> 任务要求
**A)** 从讲铜皮多边形扩大缩小的页面摘录中照原文抄录一段：起于含有“2.先检测多边形是顺时针,还”的地方，抄到“按上图偏移点计算方法实现)。”后停止。
**B)** 讲铜皮多边形扩大缩小的页面摘录在最后一句处中断，请从那里接着往下写。

PCB 铜皮(Surface)折线多边形扩大缩小实现(第一节)

    继续铜皮多边形的相关的算法, 如何用代码实现多边形的扩大与缩小,这部份内容准备分为四节内容来讲解,

      第一节,折线多边形的扩大缩小(不包含圆弧)   此篇讲第一节

      第二节,带圆弧的多边形的扩大缩小

      第三节,多边形扩大缩小----尖角处理

      第四节,多边形扩大缩小----自相交处理

一.多边形扩大缩小偏移算法

     1.偏移点计算方法: (具体见贴的代码)

          1.求出ABC三角形的角度【1】,即可求出BDP三角形角度【2】
          2.通过偏移距离L与BDP角度【2】求出:点B到点D距离
          3.求出ABC方位角位角
          4.以点B为基准点,ABC方位角,点B到点D距离求出点D坐标

        

     2.算法步骤:

         1.获取多边形点数组 List<gSur_Point_list>

         2.先检测多边形是顺时针,还是逆时针,这步必不可少,决定后面多边形计算是向内偏移还是向外偏移

            这好比锣(铣)带的偏移算法,锣外形必须向外偏移,如果锣带是逆时针,那么它是Right补偿,那如果是顺时针那么它就是Left补偿;

         3.遍历List<gSur_Point_list>,依次求出3点偏移后的的相交点(按上图偏移点计算方法实现)。

二.铜皮Surface折线多边形扩大缩小代码

    1.调用代码:

           //获取层名为3的Surface数据
            gLayer workLayerInfo = g.getFEATURES("3");
            var PolyListUp= calc2.s_offset(workLayerInfo.Slist, 1);
            addCOM.line_poly(PolyListUp, 120);
            var PolyListDown = calc2.s_offset(workLayerInfo.Slist, 1);
            addCOM.line_poly(PolyListDown, 120);

            //获取Profile数据
            var Profile = g.getFEATURES_Profile();
            var ProfileUp = calc2.s_offset(Profile.sur_list, 1);
            addCOM.line_poly(ProfileUp, 120);
            var ProfileDown = calc2.s_offset(Profile.sur_list, -1);
            addCOM.line_poly(ProfileDown, 120);

    2. 折线多边形扩大缩小实现函数

        /// <summary>
        /// Surface偏移(扩大或缩小)
        /// </summary>
        /// <param name="gSur_Point_list"></param>
        /// <param name="offset_val">偏移数值(正值加大  负值缩小)</param>
        /// <returns></returns>
        public List<gSur_Point> s_offset(List<gSur_Point> gSur_Point_list, double offset_val)

> 显示信息
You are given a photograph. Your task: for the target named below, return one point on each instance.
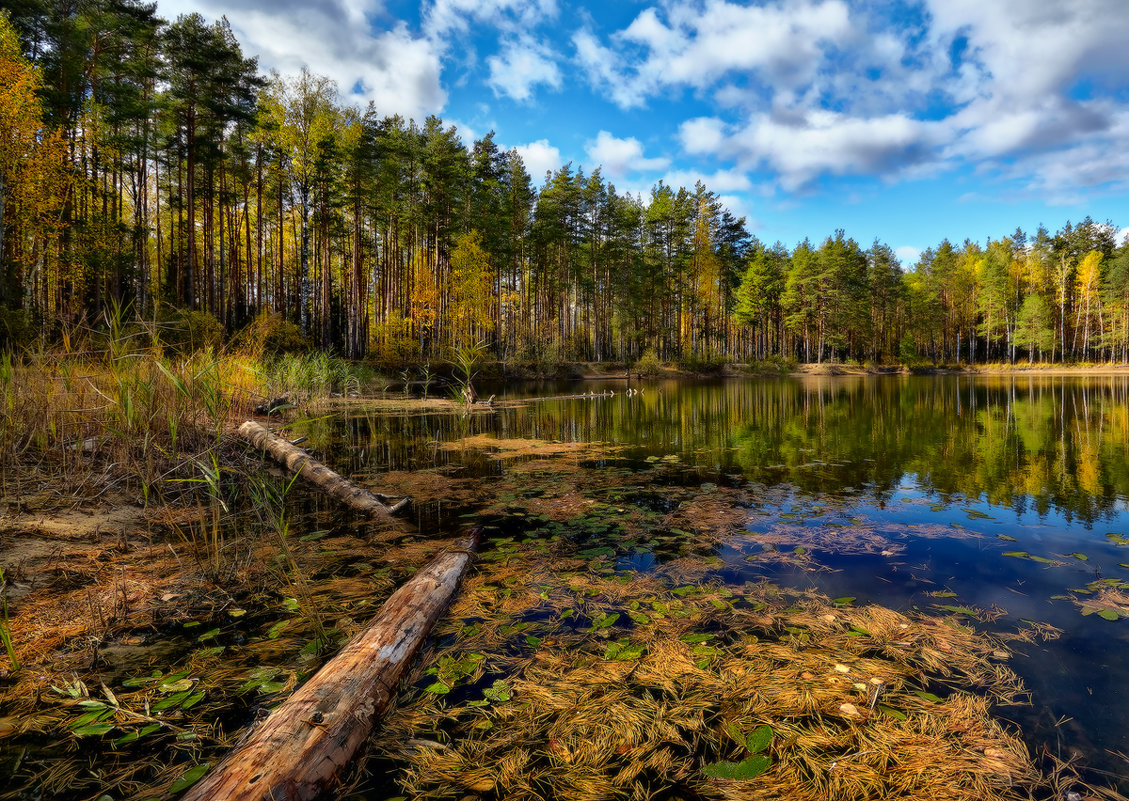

> 逐题答案
**A)**
2.先检测多边形是顺时针,还是逆时针,这步必不可少,决定后面多边形计算是向内偏移还是向外偏移

            这好比锣(铣)带的偏移算法,锣外形必须向外偏移,如果锣带是逆时针,那么它是Right补偿,那如果是顺时针那么它就是Left补偿;

         3.遍历List<gSur_Point_list>,依次求出3点偏移后的的相交点(按上图偏移点计算方法实现)。

**B)**
        {
            bool isCCW = s_isCCW(gSur_Point_list);
            int count = gSur_Point_list.Count();
            List<gSur_Point> Point_list = new List<gSur_Point>();
            Point_list.Add(gSur_Point_list[0]);
            gPoint CurrentP = new gPoint();
            for (int i = 1; i < count; i++)
            {
                int NextIndex = (count == i + 1) ? 1 : i + 1;
                CurrentP = l2l_OffsetIntersect(gSur_Point_list[i - 1].p, gSur_Point_list[i].p, gSur_Point_list[NextIndex].p, isCCW, offset_val);
                Point_list.Add(new gSur_Point(CurrentP, gSur_Point_list[i].type_point));
            }
            gSur_Point_list[0].p = CurrentP;
            return Point_list;
        }
        /// <summary>
        /// Surface偏移(扩大或缩小)
        /// </summary>
        /// <param name="gS"></param>
        /// <param name="offset_val"></param>
        /// <returns></returns>
        public gS s_offset(gS gS, double offset_val)
        {
            gS SurfacePolyline = new gS();
            SurfacePolyline.negative = gS.negative;
            SurfacePolyline.attribut = gS.attribut;
            foreach (var Polyline in gS.sur_group)
            {
                gSur_list sur_list = new gSur_list();
                sur_list.is_ccw = Polyline.is_ccw;
                sur_list.is_hole = Polyline.is_hole;
                if (sur_list.is_hole)
                    sur_list.sur_list = s_offset(Polyline.sur_list, -offset_val);
                else
                    sur_list.sur_list = s_offset(Polyline.sur_list, offset_val);
                SurfacePolyline.sur_group.Add(sur_list);
            }
            return SurfacePolyline;
        }
        /// <summary>
        /// Surface偏移(扩大或缩小)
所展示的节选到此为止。